### STATED EXERCISE:
Quote everything in the entries below from the line containing "the tree canopy" down to the line containing "[0,248,600,450]", both lines included. Reproduce those lines word for word and give nothing else.
=== DATA FOR THIS EXERCISE ===
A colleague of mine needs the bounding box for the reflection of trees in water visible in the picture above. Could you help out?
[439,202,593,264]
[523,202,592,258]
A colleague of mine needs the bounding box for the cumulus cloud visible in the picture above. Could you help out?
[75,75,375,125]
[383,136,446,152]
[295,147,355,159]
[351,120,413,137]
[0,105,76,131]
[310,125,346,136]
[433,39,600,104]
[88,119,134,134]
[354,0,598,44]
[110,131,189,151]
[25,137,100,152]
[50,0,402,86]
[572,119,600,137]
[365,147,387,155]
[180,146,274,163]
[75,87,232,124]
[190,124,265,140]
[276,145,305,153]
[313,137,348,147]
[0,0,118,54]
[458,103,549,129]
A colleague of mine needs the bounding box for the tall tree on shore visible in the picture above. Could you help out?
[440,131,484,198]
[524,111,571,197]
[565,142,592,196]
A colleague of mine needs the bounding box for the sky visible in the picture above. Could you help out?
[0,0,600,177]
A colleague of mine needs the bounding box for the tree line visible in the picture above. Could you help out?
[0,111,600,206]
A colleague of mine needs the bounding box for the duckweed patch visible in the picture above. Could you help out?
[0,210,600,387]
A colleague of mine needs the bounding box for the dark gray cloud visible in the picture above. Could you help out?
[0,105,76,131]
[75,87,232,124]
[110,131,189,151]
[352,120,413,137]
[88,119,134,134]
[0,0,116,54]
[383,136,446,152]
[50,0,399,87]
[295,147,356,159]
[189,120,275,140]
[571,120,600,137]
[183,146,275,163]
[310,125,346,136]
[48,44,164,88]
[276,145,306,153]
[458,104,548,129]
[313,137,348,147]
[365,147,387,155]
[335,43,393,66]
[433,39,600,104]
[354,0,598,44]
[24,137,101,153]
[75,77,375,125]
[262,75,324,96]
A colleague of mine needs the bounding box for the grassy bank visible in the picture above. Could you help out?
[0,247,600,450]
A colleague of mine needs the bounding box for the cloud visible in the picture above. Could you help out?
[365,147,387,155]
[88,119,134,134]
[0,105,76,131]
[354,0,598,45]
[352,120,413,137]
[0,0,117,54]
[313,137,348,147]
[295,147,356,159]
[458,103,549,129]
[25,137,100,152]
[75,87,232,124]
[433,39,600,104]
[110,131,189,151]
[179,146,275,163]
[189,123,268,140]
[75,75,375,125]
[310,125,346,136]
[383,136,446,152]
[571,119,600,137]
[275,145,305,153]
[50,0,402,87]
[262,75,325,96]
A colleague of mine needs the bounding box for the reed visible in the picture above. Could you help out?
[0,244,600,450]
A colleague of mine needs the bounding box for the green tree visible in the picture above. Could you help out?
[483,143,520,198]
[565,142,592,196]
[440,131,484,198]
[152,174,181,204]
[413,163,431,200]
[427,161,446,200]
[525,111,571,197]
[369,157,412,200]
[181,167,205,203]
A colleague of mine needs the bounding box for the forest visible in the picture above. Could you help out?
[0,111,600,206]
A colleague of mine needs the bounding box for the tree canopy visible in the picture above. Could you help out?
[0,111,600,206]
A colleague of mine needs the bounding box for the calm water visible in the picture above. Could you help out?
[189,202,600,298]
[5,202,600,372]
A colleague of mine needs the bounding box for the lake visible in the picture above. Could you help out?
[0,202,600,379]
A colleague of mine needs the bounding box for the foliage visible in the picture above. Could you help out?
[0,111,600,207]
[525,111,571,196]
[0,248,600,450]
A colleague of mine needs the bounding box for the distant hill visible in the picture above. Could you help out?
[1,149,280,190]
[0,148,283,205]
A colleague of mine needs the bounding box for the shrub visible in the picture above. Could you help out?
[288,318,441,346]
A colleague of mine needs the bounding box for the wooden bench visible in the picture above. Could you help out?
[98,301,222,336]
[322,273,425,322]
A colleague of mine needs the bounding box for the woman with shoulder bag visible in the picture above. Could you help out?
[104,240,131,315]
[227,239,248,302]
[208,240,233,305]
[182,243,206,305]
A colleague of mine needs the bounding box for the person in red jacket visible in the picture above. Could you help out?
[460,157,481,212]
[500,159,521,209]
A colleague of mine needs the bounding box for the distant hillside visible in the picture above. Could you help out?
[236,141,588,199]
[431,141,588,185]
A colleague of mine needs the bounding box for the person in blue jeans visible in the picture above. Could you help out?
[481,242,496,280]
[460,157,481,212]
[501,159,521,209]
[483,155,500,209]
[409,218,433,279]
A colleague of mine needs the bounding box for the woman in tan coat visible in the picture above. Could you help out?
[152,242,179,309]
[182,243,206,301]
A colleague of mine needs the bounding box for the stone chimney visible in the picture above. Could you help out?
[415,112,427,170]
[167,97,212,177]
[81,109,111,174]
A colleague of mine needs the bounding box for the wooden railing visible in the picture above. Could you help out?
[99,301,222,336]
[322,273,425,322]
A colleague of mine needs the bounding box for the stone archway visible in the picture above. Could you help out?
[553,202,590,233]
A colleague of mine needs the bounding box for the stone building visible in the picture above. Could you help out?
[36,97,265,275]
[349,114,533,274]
===
=== DATA FOR THIS EXERCISE ===
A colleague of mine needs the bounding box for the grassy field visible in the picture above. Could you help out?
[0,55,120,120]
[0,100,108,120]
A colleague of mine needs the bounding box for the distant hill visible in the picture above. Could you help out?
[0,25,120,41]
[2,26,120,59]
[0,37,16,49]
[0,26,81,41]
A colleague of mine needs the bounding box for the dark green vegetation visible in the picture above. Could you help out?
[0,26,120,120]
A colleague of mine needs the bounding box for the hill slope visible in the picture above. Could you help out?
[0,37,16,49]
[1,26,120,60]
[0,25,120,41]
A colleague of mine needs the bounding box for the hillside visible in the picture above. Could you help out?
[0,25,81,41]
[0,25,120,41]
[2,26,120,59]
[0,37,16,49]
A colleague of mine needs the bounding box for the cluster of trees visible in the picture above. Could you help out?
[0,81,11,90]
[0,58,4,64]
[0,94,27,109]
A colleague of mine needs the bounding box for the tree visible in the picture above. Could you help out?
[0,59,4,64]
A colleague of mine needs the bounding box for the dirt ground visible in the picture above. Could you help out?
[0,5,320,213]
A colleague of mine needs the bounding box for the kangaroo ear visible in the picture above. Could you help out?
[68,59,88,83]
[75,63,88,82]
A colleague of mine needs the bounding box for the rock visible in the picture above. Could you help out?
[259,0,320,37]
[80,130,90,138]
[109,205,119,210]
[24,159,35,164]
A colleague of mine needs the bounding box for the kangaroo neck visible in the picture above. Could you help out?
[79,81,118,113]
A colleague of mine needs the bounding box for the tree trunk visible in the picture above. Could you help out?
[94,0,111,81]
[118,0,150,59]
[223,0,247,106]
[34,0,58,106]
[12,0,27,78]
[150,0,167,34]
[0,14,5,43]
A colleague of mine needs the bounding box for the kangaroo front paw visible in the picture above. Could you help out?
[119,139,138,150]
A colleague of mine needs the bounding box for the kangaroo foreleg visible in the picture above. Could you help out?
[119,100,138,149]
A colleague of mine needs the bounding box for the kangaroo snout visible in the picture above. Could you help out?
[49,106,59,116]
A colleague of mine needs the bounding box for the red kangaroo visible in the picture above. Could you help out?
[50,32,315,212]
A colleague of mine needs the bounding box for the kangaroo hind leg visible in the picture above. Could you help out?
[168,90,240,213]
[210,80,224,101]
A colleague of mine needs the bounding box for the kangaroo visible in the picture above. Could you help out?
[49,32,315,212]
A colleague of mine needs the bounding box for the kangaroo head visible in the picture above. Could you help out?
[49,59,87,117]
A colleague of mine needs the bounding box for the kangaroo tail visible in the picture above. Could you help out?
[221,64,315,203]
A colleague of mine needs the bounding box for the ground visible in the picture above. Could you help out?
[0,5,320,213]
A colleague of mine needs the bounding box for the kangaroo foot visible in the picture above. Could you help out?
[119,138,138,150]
===
### OUTPUT OF THE EXERCISE:
A colleague of mine needs the bounding box for the tree canopy visible in the picture above. Could you help out?
[0,111,600,206]
A colleague of mine needs the bounding box for the calm water visible in the picture above. Could you help out?
[189,202,600,298]
[5,202,600,372]
A colleague of mine needs the bounding box for the lake visible in the picture above. Could you help out?
[0,202,600,379]
A colleague of mine needs the bounding box for the foliage visible in the picture above. Could you help out?
[0,111,600,207]
[525,111,571,196]
[0,248,600,450]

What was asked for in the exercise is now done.